_WHAT YOU SHOULD DO_
Please return all of the entries below exactly as they are written.
■ ■ ■ ■
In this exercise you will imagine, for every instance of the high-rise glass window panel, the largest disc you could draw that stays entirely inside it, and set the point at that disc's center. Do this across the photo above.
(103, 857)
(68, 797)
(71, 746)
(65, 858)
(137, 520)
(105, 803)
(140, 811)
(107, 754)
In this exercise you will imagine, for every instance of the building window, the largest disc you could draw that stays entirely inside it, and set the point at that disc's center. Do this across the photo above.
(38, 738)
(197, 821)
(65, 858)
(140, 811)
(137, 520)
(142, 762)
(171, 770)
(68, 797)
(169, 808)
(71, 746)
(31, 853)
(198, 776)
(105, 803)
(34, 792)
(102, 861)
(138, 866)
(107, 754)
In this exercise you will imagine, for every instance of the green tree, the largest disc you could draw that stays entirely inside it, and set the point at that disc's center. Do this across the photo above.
■ ■ ■ ■
_WRITTEN ANSWER_
In this exercise you will imagine, for every instance of the high-rise glass window panel, the largest disc you could draw that stays entirely inside it, and set the point at that disc's center. Do this across the photo above.
(103, 857)
(68, 797)
(71, 746)
(65, 858)
(137, 520)
(105, 803)
(140, 811)
(107, 754)
In this exercise you will imagine, for every instance of the building window, the largest disc you could draw that stays entirely inside it, and set the point at that disc's center. Do this across the photo above.
(38, 738)
(197, 821)
(65, 858)
(140, 811)
(137, 520)
(142, 762)
(171, 770)
(68, 797)
(169, 808)
(71, 746)
(31, 853)
(198, 776)
(105, 803)
(34, 792)
(102, 861)
(138, 866)
(107, 754)
In this exercise you will imagine, for every instance of the green tree, the largest disc you could draw that stays entirely inside it, and set the point at that disc's center. Do this across the photo above.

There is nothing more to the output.